(Saved entries)
┄┄┄┄┄┄┄┄┄┄┄┄┄┄┄┄┄┄┄┄

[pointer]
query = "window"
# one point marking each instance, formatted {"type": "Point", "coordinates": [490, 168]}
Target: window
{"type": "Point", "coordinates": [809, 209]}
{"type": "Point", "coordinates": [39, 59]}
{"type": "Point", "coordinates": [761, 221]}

┄┄┄┄┄┄┄┄┄┄┄┄┄┄┄┄┄┄┄┄

Task item:
All records above must be returned exactly as they appear.

Response:
[pointer]
query = "window"
# one point marking each instance, formatted {"type": "Point", "coordinates": [490, 168]}
Target: window
{"type": "Point", "coordinates": [809, 209]}
{"type": "Point", "coordinates": [39, 59]}
{"type": "Point", "coordinates": [761, 221]}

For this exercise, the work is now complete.